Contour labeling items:
-- Begin --
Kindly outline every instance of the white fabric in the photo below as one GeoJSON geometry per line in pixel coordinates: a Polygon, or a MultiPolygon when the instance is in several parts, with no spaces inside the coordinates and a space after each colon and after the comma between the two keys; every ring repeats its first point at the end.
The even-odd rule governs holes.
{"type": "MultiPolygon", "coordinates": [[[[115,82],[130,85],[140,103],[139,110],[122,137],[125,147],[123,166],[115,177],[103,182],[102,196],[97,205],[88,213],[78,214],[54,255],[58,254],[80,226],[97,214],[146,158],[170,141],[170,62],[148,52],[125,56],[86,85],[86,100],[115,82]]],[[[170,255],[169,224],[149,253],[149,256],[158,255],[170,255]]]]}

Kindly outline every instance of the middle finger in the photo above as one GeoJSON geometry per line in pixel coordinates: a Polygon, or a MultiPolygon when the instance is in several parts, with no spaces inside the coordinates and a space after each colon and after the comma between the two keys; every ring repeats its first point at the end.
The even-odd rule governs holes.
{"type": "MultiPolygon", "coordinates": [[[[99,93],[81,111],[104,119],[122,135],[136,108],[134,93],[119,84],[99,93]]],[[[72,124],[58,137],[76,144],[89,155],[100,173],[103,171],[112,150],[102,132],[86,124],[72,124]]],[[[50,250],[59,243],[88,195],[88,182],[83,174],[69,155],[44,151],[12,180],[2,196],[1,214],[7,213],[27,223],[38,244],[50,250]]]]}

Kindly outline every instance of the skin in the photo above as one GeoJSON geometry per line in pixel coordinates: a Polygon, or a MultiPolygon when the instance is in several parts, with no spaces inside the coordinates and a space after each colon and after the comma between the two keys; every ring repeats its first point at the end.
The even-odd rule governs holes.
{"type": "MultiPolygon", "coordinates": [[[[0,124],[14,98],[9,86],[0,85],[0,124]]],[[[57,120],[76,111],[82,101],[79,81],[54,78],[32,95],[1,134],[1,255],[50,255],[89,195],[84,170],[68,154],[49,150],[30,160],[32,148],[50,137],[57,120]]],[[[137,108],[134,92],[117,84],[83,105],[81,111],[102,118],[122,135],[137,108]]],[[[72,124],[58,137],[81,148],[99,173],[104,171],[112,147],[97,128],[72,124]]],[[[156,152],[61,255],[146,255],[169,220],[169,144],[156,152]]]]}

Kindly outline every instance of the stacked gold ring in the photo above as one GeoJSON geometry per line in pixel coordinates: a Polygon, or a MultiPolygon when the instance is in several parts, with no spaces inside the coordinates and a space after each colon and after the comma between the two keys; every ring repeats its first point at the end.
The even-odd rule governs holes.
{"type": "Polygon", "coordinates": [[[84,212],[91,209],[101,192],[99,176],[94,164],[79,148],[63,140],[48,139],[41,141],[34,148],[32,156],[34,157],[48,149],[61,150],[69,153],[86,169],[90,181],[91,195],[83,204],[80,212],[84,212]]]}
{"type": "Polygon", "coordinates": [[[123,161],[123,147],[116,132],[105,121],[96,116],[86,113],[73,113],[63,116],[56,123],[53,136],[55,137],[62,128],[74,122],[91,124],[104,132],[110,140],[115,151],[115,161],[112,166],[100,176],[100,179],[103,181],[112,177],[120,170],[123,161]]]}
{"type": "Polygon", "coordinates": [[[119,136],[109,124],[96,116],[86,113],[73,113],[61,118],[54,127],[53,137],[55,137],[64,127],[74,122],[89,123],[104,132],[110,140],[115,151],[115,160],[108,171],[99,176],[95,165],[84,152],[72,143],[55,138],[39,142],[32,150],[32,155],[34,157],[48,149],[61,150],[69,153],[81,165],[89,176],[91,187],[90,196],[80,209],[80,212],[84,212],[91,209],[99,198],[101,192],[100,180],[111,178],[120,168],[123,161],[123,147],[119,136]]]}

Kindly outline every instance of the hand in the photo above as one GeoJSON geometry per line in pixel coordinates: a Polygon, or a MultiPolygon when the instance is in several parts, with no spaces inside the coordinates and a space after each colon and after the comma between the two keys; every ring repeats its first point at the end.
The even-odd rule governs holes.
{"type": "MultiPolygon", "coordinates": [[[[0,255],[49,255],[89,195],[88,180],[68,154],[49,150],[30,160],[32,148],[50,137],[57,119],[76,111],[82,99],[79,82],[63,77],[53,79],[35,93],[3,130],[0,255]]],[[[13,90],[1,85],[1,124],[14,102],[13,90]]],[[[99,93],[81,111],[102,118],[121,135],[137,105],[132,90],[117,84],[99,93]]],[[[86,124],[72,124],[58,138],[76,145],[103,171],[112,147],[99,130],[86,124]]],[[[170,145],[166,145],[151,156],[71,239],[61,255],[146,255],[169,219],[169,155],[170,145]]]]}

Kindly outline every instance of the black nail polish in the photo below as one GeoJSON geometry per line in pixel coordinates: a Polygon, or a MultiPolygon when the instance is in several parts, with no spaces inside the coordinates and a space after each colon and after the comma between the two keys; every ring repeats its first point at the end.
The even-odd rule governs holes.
-- End --
THE EXERCISE: Render every line of all the items above as a Markdown table with the columns No. and Line, numbering each row and leaving out blank lines.

PROBLEM SOLUTION:
| No. | Line |
|---|---|
| 1 | Kindly outline every instance of the white fabric in the photo below as one GeoJSON geometry per line in pixel coordinates: a Polygon, or a MultiPolygon when the instance is in several parts, with no spaces inside the coordinates and a space after each colon and after the comma between the two keys; every ring repeats its first point at the end. |
| 2 | The even-odd rule governs holes. |
| 3 | {"type": "MultiPolygon", "coordinates": [[[[115,82],[130,85],[140,103],[139,110],[122,137],[125,147],[123,166],[115,177],[103,182],[102,196],[97,205],[88,213],[78,214],[54,255],[58,254],[80,226],[97,214],[146,158],[170,141],[170,62],[148,52],[125,56],[86,85],[86,100],[115,82]]],[[[170,255],[169,224],[149,253],[149,256],[158,255],[170,255]]]]} |
| 4 | Kindly outline every instance of the middle finger in the photo above as one GeoJSON geometry per line in pixel coordinates: a Polygon, or a MultiPolygon when the instance is in several parts, with no spaces inside the coordinates and a space after each colon and after the comma between the two keys; every ring repeats its first point at the end. |
| 5 | The even-odd rule governs holes. |
| 6 | {"type": "MultiPolygon", "coordinates": [[[[99,93],[81,111],[104,119],[122,135],[136,108],[134,93],[119,84],[99,93]]],[[[72,124],[58,137],[76,144],[89,155],[100,173],[103,171],[112,150],[102,132],[86,124],[72,124]]],[[[50,250],[59,243],[88,195],[88,182],[83,174],[69,155],[44,151],[12,180],[2,196],[1,214],[7,213],[27,223],[38,244],[50,250]]]]} |
| 7 | Kindly outline every instance of the skin in the photo above as one GeoJSON geometry per line in pixel coordinates: a Polygon, or a MultiPolygon when the instance is in several parts, with no spaces inside the coordinates and a space after each colon and after the comma between the two keys; every ring repeats its first point at the end. |
| 8 | The even-odd rule governs holes. |
| 9 | {"type": "MultiPolygon", "coordinates": [[[[0,124],[14,98],[9,86],[0,85],[0,124]]],[[[57,120],[76,111],[82,101],[79,81],[54,78],[32,95],[1,134],[1,255],[50,255],[89,195],[84,170],[68,154],[49,150],[30,160],[32,148],[50,137],[57,120]]],[[[137,108],[134,92],[117,84],[83,105],[81,111],[102,118],[122,135],[137,108]]],[[[72,124],[58,137],[81,148],[99,173],[104,171],[112,147],[97,128],[72,124]]],[[[156,152],[61,255],[146,255],[169,220],[169,144],[156,152]]]]} |
| 10 | Kindly outline every instance of the stacked gold ring in the photo above as one GeoJSON geometry per line in pixel coordinates: a Polygon, or a MultiPolygon when the instance is in several parts, with no spaces inside the coordinates and a space after each colon and after the comma between the two keys; every ring repeats its first point at the end. |
| 11 | The even-odd rule governs holes. |
| 12 | {"type": "Polygon", "coordinates": [[[84,212],[91,209],[101,192],[99,176],[94,164],[79,148],[63,140],[48,139],[41,141],[34,148],[32,156],[34,157],[48,149],[61,150],[69,153],[86,169],[90,181],[91,195],[83,204],[80,212],[84,212]]]} |
| 13 | {"type": "Polygon", "coordinates": [[[123,161],[123,147],[116,132],[105,121],[96,116],[86,113],[73,113],[63,116],[56,123],[53,136],[55,137],[62,128],[74,122],[91,124],[104,132],[110,140],[115,151],[115,161],[112,166],[100,176],[100,179],[103,181],[112,177],[120,170],[123,161]]]} |
| 14 | {"type": "Polygon", "coordinates": [[[119,136],[109,124],[96,116],[86,113],[73,113],[61,118],[54,127],[53,137],[55,137],[64,127],[74,122],[89,123],[104,132],[110,140],[115,151],[115,160],[108,171],[99,176],[95,165],[84,152],[72,143],[55,138],[39,142],[32,150],[32,155],[34,157],[48,149],[61,150],[69,153],[81,165],[89,176],[91,187],[90,196],[80,209],[80,212],[84,212],[91,209],[99,198],[101,192],[100,180],[111,178],[120,168],[123,161],[123,147],[119,136]]]} |
| 15 | Kindly outline every instance of the hand in the photo above as one GeoJSON geometry per line in pixel coordinates: a Polygon, or a MultiPolygon when the instance is in several parts, with no spaces inside the coordinates and a space after each colon and after the comma between the two keys; every ring repeats its first point at the end. |
| 16 | The even-odd rule governs holes. |
| 17 | {"type": "MultiPolygon", "coordinates": [[[[0,255],[49,255],[89,195],[88,180],[68,154],[49,150],[30,160],[32,148],[50,137],[57,119],[76,111],[82,99],[79,82],[63,77],[53,79],[35,93],[3,130],[0,255]]],[[[13,90],[1,85],[1,124],[14,102],[13,90]]],[[[99,93],[81,111],[102,118],[121,135],[137,105],[132,90],[117,84],[99,93]]],[[[86,124],[72,124],[58,138],[76,145],[103,171],[112,147],[99,130],[86,124]]],[[[170,145],[166,145],[151,156],[71,239],[61,255],[146,255],[169,219],[169,155],[170,145]]]]} |
| 18 | Kindly outline every instance of the black nail polish in the photo below as one GeoJSON geometry per line in pixel coordinates: a Polygon, or a MultiPolygon when the instance is in several parts, with no spaces inside the coordinates and a space after each colon and after the comma between the two keys; every ring repeats its first point at the end. |
| 19 | The even-odd rule governs holes. |